■ **WHAT TO WORK ON**
Take the line that contains "Question. The photograph above contains instances of the pagoda" and every line after it in the material below, and quote them exactly.

****

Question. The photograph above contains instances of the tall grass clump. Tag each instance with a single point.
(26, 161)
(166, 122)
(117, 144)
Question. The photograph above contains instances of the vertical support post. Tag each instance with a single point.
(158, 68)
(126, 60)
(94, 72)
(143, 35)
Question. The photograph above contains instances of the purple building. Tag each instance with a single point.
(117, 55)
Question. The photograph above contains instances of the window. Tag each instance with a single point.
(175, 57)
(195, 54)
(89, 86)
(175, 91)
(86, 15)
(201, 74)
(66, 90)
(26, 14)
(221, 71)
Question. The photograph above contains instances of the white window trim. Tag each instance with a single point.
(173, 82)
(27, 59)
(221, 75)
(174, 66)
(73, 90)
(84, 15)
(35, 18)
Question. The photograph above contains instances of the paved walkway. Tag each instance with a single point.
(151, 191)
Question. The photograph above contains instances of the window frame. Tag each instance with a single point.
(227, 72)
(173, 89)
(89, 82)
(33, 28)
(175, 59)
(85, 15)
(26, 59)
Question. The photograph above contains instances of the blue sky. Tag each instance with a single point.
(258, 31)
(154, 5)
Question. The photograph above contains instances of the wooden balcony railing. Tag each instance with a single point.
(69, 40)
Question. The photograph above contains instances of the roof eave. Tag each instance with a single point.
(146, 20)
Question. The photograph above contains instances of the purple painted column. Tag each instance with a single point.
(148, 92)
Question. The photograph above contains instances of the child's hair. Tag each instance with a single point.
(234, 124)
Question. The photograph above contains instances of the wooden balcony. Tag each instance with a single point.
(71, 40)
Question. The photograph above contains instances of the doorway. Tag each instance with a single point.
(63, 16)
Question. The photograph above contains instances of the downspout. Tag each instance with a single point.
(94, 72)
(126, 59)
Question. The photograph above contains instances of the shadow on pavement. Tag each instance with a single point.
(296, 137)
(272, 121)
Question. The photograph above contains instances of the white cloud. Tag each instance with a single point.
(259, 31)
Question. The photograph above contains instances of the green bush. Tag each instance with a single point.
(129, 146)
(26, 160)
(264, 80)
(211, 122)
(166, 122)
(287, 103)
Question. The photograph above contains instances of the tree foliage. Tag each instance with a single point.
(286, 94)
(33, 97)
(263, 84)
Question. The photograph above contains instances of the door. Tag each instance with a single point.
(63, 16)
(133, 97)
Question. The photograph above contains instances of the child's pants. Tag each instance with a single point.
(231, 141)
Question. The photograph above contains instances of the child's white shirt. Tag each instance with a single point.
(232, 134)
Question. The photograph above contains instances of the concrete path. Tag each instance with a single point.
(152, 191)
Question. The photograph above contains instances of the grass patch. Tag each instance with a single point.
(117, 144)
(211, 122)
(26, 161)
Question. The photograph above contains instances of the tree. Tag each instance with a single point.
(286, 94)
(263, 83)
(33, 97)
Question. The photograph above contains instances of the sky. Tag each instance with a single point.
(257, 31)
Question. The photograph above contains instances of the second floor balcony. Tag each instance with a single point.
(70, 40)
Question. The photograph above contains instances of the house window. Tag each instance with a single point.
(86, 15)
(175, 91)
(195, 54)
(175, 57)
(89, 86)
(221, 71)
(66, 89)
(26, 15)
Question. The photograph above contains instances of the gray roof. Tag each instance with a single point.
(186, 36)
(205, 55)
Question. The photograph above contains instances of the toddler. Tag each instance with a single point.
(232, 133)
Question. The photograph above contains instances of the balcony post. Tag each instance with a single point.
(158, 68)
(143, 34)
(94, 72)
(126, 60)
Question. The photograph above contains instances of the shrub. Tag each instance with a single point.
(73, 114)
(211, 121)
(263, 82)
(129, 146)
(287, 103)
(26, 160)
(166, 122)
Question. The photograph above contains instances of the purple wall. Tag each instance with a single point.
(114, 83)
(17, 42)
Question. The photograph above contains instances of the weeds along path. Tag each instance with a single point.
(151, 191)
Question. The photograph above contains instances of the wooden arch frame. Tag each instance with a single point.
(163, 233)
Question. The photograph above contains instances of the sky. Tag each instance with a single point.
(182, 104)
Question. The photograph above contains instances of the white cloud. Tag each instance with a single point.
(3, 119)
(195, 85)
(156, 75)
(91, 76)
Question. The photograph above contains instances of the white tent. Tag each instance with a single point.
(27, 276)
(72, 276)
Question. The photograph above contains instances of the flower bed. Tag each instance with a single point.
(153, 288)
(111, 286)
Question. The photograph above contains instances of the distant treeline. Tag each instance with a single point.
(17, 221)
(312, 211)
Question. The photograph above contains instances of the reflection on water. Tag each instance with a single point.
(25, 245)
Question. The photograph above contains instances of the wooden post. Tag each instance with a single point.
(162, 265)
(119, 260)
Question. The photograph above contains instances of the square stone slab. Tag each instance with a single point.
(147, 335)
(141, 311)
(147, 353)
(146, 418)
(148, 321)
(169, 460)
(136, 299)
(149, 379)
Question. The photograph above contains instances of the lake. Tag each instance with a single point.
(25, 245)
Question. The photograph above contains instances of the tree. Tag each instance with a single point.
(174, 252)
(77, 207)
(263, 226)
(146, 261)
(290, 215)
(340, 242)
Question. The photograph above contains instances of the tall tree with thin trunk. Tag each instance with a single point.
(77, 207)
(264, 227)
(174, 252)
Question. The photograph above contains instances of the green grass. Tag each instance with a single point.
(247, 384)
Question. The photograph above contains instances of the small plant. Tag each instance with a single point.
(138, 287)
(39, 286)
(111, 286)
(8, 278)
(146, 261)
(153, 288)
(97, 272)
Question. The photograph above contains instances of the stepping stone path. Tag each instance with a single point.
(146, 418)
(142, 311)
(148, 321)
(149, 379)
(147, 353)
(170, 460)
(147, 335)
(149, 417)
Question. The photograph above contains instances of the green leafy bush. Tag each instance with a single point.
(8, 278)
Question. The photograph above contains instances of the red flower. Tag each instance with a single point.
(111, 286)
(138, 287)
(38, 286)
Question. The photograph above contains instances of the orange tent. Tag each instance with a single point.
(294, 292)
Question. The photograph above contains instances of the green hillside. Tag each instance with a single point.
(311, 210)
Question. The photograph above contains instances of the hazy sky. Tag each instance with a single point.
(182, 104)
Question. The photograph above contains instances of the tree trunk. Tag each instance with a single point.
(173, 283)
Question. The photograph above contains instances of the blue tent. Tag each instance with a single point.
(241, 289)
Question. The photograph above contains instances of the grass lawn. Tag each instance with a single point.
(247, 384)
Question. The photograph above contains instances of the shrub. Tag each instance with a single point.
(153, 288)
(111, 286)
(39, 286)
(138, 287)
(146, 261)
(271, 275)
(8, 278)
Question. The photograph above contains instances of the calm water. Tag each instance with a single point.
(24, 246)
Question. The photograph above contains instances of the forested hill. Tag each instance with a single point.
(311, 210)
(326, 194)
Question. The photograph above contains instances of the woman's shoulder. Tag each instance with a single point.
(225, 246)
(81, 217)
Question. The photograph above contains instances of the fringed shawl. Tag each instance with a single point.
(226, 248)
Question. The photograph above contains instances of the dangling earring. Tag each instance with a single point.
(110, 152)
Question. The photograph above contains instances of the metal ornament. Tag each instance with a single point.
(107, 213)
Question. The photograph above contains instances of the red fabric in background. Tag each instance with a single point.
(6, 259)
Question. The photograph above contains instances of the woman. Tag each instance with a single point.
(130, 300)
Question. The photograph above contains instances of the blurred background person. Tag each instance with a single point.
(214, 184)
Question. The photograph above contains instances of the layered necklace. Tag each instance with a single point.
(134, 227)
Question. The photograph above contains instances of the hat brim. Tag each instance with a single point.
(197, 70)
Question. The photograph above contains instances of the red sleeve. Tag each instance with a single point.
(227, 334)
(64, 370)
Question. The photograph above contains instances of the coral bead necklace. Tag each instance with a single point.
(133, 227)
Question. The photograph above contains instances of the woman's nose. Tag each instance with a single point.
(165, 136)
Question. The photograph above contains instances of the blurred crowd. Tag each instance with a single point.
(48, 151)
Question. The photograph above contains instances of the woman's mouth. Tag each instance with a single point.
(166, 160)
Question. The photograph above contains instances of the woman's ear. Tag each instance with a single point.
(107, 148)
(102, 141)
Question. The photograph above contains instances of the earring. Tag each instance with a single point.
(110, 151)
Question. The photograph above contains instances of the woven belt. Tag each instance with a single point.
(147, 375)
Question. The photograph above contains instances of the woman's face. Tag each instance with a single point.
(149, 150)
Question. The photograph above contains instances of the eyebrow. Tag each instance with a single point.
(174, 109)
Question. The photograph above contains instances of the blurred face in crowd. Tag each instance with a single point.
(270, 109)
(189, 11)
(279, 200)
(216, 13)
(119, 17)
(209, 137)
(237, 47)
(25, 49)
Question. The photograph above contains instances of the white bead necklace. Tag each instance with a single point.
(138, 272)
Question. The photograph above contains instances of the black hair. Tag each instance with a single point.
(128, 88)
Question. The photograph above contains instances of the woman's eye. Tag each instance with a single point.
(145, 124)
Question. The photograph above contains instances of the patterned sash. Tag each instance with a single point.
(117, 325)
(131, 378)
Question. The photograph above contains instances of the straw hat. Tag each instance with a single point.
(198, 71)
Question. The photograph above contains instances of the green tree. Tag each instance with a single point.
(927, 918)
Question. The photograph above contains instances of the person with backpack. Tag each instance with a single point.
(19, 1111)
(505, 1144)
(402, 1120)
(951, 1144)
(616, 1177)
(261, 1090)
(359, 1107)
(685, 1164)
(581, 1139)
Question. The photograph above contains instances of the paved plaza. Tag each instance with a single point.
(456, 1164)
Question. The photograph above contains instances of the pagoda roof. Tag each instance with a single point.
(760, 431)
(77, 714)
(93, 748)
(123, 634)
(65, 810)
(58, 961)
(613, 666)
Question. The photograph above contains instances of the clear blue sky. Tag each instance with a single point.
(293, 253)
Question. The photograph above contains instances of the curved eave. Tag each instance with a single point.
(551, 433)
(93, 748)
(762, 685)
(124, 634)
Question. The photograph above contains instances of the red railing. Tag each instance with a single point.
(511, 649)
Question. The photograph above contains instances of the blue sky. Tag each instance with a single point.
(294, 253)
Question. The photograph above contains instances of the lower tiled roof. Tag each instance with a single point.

****

■ **COMPLETE RESPONSE**
Question. The photograph above contains instances of the pagoda roof. Tag each instance with a single point.
(760, 431)
(77, 714)
(93, 748)
(123, 634)
(65, 810)
(58, 961)
(613, 666)
Question. The photograph above contains instances of the clear blue sky. Tag each instance with a single point.
(293, 253)
Question. The photograph above contains instances of the curved eave. Tag each instance with a single point.
(551, 433)
(93, 748)
(762, 685)
(124, 634)
Question. The photograph above contains instances of the red railing. Tag each instance with a single point.
(511, 649)
Question. The photograph above contains instances of the blue sky. Tag each instance with a single point.
(294, 253)
Question. The photograph above contains instances of the lower tiled roof. Tag each instance with a single point.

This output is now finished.